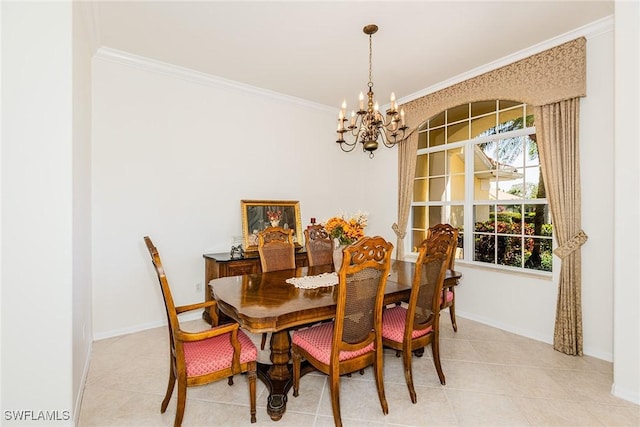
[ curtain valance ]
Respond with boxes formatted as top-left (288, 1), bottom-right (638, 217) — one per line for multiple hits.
top-left (402, 37), bottom-right (587, 126)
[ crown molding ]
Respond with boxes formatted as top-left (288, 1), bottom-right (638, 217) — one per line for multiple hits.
top-left (397, 15), bottom-right (614, 104)
top-left (94, 46), bottom-right (336, 113)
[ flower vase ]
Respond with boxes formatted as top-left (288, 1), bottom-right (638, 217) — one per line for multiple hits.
top-left (333, 239), bottom-right (347, 273)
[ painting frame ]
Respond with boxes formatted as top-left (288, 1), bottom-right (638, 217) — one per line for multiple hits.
top-left (240, 200), bottom-right (304, 252)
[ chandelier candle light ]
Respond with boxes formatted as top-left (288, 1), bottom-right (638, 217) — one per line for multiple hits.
top-left (336, 24), bottom-right (409, 158)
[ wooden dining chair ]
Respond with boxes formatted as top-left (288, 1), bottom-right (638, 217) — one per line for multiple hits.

> _What you need to do_: Write out all of the material above again with each "multiple hits" replaced by "several matches" and nothing else changed. Leave the pictures out.

> _Response to the exercise_:
[ curtain valance ]
Respond with boxes formatted as top-left (288, 1), bottom-right (638, 217) — one per line for several matches.
top-left (402, 37), bottom-right (587, 126)
[ crown molding ]
Respond with boxes formatted as top-left (288, 1), bottom-right (638, 217) — one per line for several matches.
top-left (397, 15), bottom-right (614, 104)
top-left (94, 46), bottom-right (336, 113)
[ flower vase ]
Respond with boxes formatted as top-left (288, 1), bottom-right (638, 217) — one per line for several matches.
top-left (333, 239), bottom-right (347, 273)
[ painting frame ]
Respond with boxes formatted as top-left (288, 1), bottom-right (638, 217) — one per line for several matches.
top-left (240, 200), bottom-right (304, 252)
[ chandelier candle light ]
Respond with boxes formatted as top-left (288, 1), bottom-right (638, 217) — one per line for several matches.
top-left (336, 24), bottom-right (409, 158)
[ wooden dining chair ]
Respond with boxes formatted as top-left (288, 1), bottom-right (638, 217) — one per line for several matches.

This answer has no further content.